Pull out every line of the records below that contains the string "blue" and copy each one in full, treating uppercase and lowercase as different.
━━ Provided information
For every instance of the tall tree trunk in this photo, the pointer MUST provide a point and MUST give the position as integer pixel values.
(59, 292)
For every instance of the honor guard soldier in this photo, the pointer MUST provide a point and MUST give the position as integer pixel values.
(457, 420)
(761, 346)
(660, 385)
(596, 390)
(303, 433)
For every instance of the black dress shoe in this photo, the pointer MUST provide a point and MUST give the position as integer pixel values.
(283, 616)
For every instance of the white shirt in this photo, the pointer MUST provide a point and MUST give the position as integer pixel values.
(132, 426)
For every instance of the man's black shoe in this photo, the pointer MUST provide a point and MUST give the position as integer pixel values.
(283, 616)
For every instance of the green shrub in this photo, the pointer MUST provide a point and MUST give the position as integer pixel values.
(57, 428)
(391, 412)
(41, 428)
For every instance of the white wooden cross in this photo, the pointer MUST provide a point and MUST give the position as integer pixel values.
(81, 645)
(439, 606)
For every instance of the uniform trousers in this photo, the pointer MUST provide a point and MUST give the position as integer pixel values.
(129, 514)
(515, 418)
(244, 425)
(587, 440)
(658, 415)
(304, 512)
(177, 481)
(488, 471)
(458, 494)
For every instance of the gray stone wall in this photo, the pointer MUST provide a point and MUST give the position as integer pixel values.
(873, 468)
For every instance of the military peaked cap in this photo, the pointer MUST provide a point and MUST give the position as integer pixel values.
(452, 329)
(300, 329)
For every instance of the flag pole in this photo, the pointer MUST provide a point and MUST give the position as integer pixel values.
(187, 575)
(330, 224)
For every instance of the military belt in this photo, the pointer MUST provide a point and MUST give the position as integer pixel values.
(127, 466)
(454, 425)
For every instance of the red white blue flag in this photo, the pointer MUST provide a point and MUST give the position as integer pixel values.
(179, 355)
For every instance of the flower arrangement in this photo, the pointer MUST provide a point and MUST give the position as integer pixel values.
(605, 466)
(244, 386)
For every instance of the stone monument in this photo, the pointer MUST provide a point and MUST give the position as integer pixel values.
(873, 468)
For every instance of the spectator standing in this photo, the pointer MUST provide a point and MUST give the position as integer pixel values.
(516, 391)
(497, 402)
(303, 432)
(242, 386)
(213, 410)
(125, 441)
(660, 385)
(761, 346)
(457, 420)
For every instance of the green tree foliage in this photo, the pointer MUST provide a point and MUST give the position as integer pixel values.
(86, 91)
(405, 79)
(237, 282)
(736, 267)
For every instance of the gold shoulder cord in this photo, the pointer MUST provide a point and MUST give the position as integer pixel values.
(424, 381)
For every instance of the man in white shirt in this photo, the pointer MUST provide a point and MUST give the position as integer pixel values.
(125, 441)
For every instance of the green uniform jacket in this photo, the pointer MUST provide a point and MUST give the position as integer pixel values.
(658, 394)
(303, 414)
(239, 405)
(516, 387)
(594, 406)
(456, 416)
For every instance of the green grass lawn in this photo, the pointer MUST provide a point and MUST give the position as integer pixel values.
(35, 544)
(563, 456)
━━━━
━━ Provided information
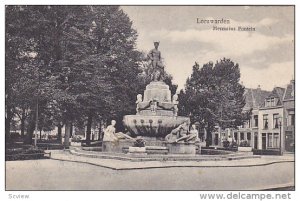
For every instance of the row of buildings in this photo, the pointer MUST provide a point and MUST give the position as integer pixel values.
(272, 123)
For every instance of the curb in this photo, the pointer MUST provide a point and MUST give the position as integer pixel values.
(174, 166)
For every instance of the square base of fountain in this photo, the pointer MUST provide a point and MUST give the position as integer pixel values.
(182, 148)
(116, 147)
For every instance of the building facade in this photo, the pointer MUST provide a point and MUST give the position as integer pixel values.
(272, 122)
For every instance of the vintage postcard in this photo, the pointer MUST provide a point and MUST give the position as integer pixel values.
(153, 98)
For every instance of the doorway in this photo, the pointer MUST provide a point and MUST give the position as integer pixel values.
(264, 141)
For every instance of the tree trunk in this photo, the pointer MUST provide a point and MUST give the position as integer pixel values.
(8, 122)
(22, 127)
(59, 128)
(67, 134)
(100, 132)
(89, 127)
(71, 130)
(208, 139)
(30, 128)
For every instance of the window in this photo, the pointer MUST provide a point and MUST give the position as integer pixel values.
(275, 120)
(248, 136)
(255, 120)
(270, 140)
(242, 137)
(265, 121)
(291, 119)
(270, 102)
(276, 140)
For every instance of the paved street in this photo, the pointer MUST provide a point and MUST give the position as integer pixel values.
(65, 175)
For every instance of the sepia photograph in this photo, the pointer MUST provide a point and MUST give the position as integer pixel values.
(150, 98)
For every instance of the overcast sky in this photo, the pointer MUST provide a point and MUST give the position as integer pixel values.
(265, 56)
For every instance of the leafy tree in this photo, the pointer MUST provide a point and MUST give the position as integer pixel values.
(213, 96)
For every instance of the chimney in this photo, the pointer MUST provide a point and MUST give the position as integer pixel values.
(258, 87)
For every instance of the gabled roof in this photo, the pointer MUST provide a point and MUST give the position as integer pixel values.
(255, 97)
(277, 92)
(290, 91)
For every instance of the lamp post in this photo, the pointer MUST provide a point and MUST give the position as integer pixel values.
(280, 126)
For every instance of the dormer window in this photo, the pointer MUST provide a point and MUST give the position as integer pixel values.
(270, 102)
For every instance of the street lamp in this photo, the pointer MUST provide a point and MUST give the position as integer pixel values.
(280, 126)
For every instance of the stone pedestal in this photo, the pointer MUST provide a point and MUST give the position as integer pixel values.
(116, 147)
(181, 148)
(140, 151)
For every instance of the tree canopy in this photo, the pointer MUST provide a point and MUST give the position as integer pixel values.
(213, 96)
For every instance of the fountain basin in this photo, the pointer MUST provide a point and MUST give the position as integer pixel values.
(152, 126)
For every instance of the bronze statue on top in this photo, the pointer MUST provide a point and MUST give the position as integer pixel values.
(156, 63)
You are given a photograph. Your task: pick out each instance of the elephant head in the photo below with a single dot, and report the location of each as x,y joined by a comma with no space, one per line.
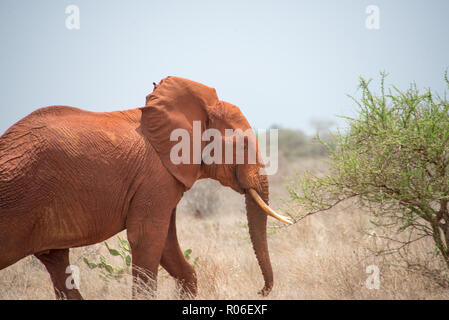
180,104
━━━━
━━ Provided information
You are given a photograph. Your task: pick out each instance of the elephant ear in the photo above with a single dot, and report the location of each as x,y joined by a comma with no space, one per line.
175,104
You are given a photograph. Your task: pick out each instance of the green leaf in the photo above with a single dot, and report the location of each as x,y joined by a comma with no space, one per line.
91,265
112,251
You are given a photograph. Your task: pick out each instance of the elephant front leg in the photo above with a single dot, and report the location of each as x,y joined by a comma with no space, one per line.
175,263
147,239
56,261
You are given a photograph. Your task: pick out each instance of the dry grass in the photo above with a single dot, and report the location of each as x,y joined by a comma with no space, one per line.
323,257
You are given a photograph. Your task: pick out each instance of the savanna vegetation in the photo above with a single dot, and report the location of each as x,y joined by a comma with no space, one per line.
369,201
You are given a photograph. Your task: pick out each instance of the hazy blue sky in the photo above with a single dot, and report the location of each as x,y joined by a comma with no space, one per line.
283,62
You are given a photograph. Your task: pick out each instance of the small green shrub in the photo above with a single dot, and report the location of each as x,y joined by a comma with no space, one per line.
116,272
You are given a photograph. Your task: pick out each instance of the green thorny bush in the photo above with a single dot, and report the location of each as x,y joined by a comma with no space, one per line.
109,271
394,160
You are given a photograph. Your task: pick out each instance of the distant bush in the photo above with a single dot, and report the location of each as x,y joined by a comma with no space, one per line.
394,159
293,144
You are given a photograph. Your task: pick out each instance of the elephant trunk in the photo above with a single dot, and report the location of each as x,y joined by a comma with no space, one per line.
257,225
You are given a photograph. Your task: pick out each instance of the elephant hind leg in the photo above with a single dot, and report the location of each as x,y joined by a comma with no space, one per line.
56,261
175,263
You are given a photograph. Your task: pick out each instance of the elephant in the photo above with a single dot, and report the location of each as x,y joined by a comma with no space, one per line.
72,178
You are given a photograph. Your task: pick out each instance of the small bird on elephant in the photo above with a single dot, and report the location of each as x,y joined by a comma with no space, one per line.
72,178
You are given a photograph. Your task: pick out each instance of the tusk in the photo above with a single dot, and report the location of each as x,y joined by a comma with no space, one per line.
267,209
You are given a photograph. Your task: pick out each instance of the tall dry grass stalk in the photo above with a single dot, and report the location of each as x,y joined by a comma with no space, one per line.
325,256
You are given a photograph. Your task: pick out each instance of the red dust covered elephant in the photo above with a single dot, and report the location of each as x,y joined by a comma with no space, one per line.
━━━━
-- Response to the exercise --
For every instance of the red white blue flag in this photo, the pointer MUST provide a point and MUST give the position as integer pixel values.
You are given a photograph. Your task: pick out each instance of the hazy blue sky in the photo above with a single dot, and report the location of each as x,y joined by a comma with no space, one per line.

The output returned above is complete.